• Passage provided
== == ==

Sunday, August 13, 2006

OU prof sues OU over plagiarism business

While the Harvard Business Review encourages readers to "plagiarize with pride," things have gotten more complicated in the Ohio University plagiarism business.

On August 13, the Los Angeles Times reported:

A professor has filed suit accusing Ohio University of defamation, saying school officials wrongly accused him of allowing mechanical engineering students to plagiarize.

The lawsuit by Jay Gunasekera also claims that university officials characterized the former department head as unethical, dishonest and supportive of academic fraud. Thirty-seven engineering graduates were accused of plagiarizing parts of their master's research projects.

The Athens News reported:

The folks concerned with public relations at Ohio University can't be too happy about the story that graces the cover of The Chronicle of Higher Education this week -- it focuses on the recent plagiarism scandal at OU.

The publication is the main U.S. magazine covering higher education, and if college officials care about what their peers in higher education think of them, they care about what appears in The Chronicle of Higher Education.

The top-of-the-fold cover presentation includes a photo of former OU graduate student Thomas Matrka and the headline, "The Copycat's Foe: A Graduate Student Checked a Department's Theses for Plagiarism. Now 37 Degrees Are in Question."

Inside the lengthy story runs for three and a half pages, without ads, and includes more photos of Matrka and several photo examples of the alleged plagiarism.

== == ==

• Records
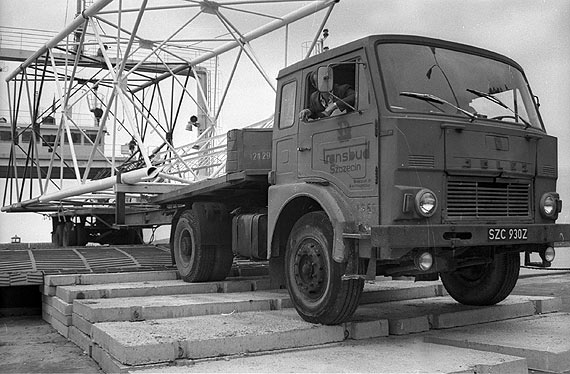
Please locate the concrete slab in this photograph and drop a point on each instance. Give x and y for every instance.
(55, 302)
(56, 314)
(80, 339)
(135, 343)
(102, 278)
(418, 315)
(385, 355)
(60, 327)
(542, 339)
(394, 290)
(156, 307)
(82, 324)
(157, 288)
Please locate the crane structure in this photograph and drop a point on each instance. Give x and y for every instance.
(139, 66)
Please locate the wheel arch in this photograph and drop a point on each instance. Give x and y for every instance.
(290, 202)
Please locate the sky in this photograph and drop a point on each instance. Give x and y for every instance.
(535, 33)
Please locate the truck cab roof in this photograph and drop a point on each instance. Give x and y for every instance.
(394, 38)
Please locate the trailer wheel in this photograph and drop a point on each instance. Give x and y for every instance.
(57, 235)
(313, 277)
(485, 284)
(69, 237)
(194, 261)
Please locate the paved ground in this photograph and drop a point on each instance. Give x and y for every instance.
(29, 345)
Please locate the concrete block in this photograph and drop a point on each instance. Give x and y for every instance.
(509, 308)
(143, 276)
(80, 339)
(58, 304)
(412, 325)
(395, 290)
(140, 308)
(56, 314)
(394, 355)
(81, 324)
(61, 279)
(46, 316)
(155, 288)
(48, 290)
(107, 363)
(60, 327)
(135, 343)
(547, 304)
(367, 329)
(541, 339)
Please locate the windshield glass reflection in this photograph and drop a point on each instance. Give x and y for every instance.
(486, 88)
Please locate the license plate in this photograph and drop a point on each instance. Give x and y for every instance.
(503, 233)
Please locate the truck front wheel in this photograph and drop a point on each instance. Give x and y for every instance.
(485, 284)
(314, 279)
(194, 261)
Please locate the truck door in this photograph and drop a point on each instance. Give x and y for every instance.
(342, 148)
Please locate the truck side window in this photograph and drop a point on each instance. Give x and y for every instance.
(287, 107)
(345, 93)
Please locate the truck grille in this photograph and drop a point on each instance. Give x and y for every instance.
(484, 199)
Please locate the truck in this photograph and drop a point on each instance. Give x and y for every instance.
(439, 167)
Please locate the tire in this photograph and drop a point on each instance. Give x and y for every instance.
(485, 284)
(57, 235)
(69, 238)
(82, 235)
(194, 261)
(313, 277)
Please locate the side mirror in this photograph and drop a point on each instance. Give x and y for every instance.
(325, 79)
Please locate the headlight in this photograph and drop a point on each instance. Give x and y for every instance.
(549, 205)
(426, 203)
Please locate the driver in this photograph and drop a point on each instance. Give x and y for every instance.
(324, 104)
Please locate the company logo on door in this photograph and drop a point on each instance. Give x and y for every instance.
(349, 159)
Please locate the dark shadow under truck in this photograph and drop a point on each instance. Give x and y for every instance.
(441, 168)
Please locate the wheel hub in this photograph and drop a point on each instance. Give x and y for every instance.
(310, 269)
(186, 245)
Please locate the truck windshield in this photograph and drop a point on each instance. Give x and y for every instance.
(487, 88)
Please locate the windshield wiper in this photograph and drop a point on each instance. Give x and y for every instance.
(499, 103)
(438, 100)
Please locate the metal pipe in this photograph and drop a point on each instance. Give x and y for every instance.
(305, 11)
(131, 177)
(78, 21)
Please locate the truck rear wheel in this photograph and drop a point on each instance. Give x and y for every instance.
(69, 238)
(194, 260)
(314, 279)
(485, 284)
(57, 235)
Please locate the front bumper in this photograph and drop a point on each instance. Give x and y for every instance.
(453, 236)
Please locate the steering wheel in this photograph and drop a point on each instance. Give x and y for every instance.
(503, 117)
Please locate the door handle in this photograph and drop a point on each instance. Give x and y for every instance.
(453, 126)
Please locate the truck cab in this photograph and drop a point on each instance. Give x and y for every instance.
(438, 166)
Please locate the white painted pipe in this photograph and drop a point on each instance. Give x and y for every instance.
(130, 177)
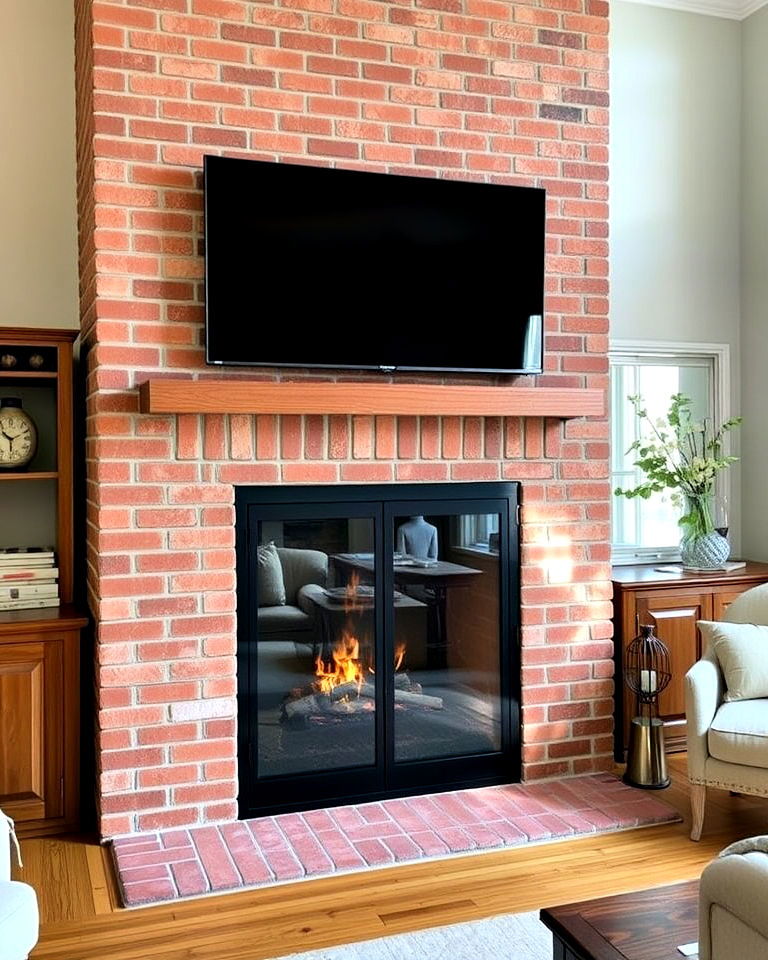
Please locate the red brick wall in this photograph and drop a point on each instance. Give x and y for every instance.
(488, 89)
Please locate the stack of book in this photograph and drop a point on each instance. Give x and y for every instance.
(28, 578)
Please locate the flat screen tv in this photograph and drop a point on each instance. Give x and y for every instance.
(317, 267)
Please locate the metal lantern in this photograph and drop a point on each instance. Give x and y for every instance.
(647, 674)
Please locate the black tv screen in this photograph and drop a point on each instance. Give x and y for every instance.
(317, 267)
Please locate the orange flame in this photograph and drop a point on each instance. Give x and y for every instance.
(399, 655)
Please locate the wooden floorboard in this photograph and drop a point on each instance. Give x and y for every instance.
(81, 919)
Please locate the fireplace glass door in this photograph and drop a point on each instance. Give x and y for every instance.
(447, 637)
(377, 649)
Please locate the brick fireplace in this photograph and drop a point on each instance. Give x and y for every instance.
(508, 92)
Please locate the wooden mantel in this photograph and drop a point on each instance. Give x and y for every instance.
(347, 397)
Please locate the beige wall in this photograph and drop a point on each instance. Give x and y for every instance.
(675, 132)
(754, 277)
(38, 236)
(675, 182)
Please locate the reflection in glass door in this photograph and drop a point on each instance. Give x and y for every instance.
(316, 643)
(447, 640)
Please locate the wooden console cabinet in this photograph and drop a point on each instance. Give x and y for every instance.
(672, 602)
(40, 648)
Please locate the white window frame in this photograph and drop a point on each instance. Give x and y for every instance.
(719, 355)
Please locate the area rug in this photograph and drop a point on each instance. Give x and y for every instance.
(169, 864)
(478, 940)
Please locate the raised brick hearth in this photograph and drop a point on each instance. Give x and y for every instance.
(512, 92)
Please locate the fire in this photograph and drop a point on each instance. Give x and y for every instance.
(399, 655)
(346, 666)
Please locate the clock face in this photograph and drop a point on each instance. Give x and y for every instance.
(17, 438)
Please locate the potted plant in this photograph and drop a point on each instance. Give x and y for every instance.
(685, 457)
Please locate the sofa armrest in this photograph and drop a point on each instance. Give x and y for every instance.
(703, 695)
(737, 883)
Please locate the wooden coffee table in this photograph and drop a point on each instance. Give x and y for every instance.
(649, 925)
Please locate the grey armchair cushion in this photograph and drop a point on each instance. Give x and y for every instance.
(283, 617)
(270, 581)
(739, 733)
(742, 652)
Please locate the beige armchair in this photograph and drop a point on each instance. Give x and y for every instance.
(727, 742)
(733, 920)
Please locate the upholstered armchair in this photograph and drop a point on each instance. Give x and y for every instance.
(733, 921)
(727, 741)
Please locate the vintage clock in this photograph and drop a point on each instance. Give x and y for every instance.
(18, 435)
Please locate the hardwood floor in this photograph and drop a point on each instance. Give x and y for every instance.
(81, 920)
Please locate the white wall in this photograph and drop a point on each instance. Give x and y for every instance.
(754, 358)
(38, 237)
(675, 182)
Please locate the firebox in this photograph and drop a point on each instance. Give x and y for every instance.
(378, 641)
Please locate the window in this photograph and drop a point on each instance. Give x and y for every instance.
(645, 530)
(480, 532)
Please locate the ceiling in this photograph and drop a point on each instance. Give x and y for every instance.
(731, 9)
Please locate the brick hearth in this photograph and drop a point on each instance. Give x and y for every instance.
(510, 92)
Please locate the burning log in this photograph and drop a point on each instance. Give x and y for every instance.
(418, 699)
(342, 686)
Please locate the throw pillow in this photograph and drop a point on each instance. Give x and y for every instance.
(742, 652)
(270, 577)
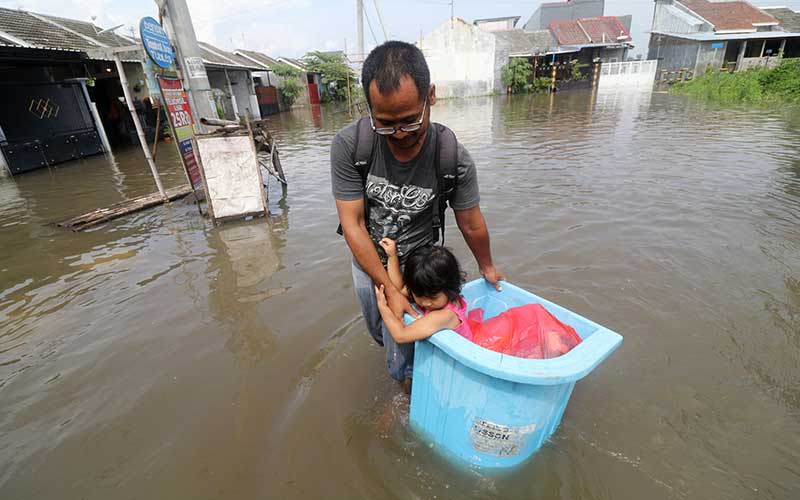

== == ==

• Apply what you read
1: Sum up the Ohio University plagiarism post in two sentences.
2: Please say whether each statement agrees with the Ohio University plagiarism post, answering yes or no and quoting the words that decide it: (a) The Los Angeles Times report appeared on August 13. (b) Forty-seven engineering graduates were accused of plagiarism. (c) The Chronicle of Higher Education story runs with ads.
3: Pick up the Ohio University plagiarism post after its final sentence and add one more paragraph.

• Solved problems
1: Jay Gunasekera, a former department head, has sued Ohio University for defamation, saying officials wrongly accused him of allowing mechanical engineering students to plagiarize and characterized him as unethical, dishonest and supportive of academic fraud. The scandal, in which 37 engineering graduates were accused of plagiarizing parts of their master's research projects, also drew a lengthy cover story in The Chronicle of Higher Education featuring former graduate student Thomas Matrka.

2:
(a) Yes: "On August 13, the Los Angeles Times reported:"
(b) No: "Thirty-seven engineering graduates were accused of plagiarizing parts of their master's research projects."
(c) No: "the lengthy story runs for three and a half pages, without ads"

3:
The story reads, "Over the past two years, ferreting out plagiarism has become Tom Matrka's hobby, maybe even his obsession. And he's gotten very good at it. So adept, in fact, that the former graduate student at Ohio University -- now a project engineer at a nearby explosives factory -- has single-handedly blown the lid off a huge plagiarism scandal at his alma mater.

(...)

One OU professor who works in the mechanical engineering department where the plagiarism occurred questioned the seriousness of the plagiarism unearthed by Matrka. Hajrudin Pasic told The Chronicle that most of the plagiarism found at OU occurred in introductory chapters of theses, which is mainly boilerplate and doesn't reflect the actual research. He also noted that all but a few cases involved international students who, according to The Chronicle writer's paraphrase, "may have either not known correct citation practices or, struggling to write in a foreign language, been tempted to borrow another student's words."